> _Given instruction_:
Answer these questions from the guinea pig thread:
(a) How old did the Guest's oldest guinea pig live to be?
(b) According to hazyreality, which smell more, hamsters or guinea pigs?
(c) How many cats will be at CharleyRogan's new house?

# Guinea Pigs



## CharleyRogan (Feb 20, 2009)

Hey all you guinea pig owners!

Could you tell me a bit about them, I'm thinking of getting some after my hamsters have departed. They are only 6 months old at the moment so it wouldn't be for another...... year to two. 

Are they good pets, do they smell, cost to keep, lifespan, 1 or 2+, intelligence, temperament, cage size, garden needed?

Thanks

Char
xxx


----------



## Guest (May 31, 2009)

My oldest guinea lived till nearly 5 years, which I got told was good, but I've known one live upto 8 years! 

They don't smell, and are quite clean.

Temperment depends on the individual, but I've always found them to be loving, and they love cuddles  [most of the time! mine's just really nosey lol]

Guineas love company, but saying that I only have the one, and he's fine, he lives in the living room and loves all the hussle bussle ... if I have to put him in my bedroom for some reason, it's quiet in there, he doesn't eat or do anything... until he comes back into the living room! lol.

Hope I've helped abit


----------



## hazyreality (Jan 11, 2009)

CharleyRogan said:


> Hey all you guinea pig owners!
> 
> Could you tell me a bit about them, I'm thinking of getting some after my hamsters have departed. They are only 6 months old at the moment so it wouldn't be for another...... year to two.
> 
> ...


They are very good pets, they dont mind being held, very rarely bite, can be a little scatty when young.

As far as I can say, no they dont smell, having had hamsters and guineas, hamsters smell more.

Cost to keep is a tough one, they have to have fresh hay and a guinea pig food, they also like greens, although if you have grass that isnt treated that would do for that. Carrots, apple, melon, dandelions etc are all appreciated.

Lifespan- I have had one get to 7, I have a 6 year old now.

1 or 2 depends on how long it will be left without human company and how big the cage is you can have, you will not want 2 guineas in less than 3 foot.

Intellegence depends on the guinea. my old girl has never been very bright but my youngsters have made me look at guineas all different, they work stuff out and are real characters.

Temperment can depend if its a noisy one or one that likes being held against a quiet one and one that gets scatty, although with handling they tend to be fine with being held.

Cage size, Indoors: I personnally would never keep 2 in less than 3ft(especially if no run in the garden) 1 they say is ok in a 2ft cage but if you have the room, the bigger the better. Outdoors: Mine have no less than 4ft outdoors, and they have the run on some of the nicer days.

Garden Needed, I dont think you have to have a garden, but be warned you will have to feed them greens/cabbage aswell as carrots, apple etc if they have not got grass to eat.

Hope that helps 
anything else, just ask.

*Heidi*


----------



## CharleyRogan (Feb 20, 2009)

Thanks for the info! Blobs coming your way! Hmmm they live a bit longer than I thought they would. I'm debating now, because I don't really want to be stuck looking for houses that allow pets, but I'm a sucker so I probably will, Are them savic rabbit cages big enough? I would be willing to spend whatever on them! In my new house, I have a garden and if I'm still living there in a few years I will defo be getting some! What about sex, is there a specific sex i should go for because I'm a newbie?

What about living with cats? If they come when I'm at my new house there will be 2 cats.

Char
xxx


----------



## Guest (May 31, 2009)

No worries hun, thanks for the blob!

Collection entries

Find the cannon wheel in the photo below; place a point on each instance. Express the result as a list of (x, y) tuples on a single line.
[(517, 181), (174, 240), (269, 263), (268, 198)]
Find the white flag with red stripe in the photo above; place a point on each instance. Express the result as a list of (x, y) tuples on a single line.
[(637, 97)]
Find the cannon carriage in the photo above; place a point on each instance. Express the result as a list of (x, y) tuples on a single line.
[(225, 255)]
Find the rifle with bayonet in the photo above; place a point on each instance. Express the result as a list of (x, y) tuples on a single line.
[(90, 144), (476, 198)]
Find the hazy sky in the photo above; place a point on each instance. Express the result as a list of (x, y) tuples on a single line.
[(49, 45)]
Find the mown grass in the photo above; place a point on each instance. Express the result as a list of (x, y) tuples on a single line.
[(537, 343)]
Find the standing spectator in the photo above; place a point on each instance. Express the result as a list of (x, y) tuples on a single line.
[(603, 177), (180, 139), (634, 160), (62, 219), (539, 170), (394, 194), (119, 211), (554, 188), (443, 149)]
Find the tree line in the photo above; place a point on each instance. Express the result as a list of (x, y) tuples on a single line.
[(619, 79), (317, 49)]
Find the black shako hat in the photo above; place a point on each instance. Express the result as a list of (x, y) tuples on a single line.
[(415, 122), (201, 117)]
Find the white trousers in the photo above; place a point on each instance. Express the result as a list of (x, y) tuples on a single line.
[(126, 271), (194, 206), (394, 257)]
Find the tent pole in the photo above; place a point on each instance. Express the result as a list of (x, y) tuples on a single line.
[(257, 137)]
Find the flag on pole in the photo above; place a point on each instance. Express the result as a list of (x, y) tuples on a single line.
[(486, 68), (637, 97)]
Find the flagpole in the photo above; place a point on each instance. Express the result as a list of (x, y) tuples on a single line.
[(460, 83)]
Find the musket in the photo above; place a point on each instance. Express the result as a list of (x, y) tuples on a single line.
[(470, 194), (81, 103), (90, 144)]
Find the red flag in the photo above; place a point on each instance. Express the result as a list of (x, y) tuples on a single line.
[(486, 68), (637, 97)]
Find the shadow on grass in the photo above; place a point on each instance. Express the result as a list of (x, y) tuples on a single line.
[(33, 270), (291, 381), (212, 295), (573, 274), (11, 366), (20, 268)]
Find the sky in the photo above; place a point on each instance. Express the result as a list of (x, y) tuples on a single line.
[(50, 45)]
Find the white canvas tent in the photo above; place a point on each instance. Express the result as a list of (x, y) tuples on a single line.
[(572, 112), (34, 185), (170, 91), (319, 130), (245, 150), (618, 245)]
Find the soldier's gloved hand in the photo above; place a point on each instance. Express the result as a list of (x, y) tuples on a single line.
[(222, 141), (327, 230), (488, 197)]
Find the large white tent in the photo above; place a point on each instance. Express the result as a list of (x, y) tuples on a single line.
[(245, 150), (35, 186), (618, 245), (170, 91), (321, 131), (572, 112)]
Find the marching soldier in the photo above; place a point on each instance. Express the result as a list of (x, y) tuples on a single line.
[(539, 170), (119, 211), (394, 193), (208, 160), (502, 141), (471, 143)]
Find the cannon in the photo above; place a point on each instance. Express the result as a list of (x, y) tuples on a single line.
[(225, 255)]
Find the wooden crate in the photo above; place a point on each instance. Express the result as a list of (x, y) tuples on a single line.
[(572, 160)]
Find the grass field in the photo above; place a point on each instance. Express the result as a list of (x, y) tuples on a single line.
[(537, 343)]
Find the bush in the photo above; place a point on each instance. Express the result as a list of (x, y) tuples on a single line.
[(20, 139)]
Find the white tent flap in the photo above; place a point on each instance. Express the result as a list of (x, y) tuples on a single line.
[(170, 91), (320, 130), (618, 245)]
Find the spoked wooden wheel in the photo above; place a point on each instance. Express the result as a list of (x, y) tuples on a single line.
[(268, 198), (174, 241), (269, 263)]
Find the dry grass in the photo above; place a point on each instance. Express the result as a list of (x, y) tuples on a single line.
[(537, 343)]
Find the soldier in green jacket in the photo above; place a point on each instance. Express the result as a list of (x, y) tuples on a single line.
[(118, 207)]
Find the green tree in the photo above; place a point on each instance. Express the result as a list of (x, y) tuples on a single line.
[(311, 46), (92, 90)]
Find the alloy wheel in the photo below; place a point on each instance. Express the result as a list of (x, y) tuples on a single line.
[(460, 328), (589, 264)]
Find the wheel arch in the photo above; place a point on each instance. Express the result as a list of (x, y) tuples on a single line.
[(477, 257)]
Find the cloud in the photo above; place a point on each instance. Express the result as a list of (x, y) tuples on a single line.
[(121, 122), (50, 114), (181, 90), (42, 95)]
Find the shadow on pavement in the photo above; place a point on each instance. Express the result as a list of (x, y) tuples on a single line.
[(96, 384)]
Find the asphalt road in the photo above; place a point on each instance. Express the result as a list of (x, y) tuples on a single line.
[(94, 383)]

> _Worked answer_:
(a) Nearly 5 years.
(b) Hamsters.
(c) Two.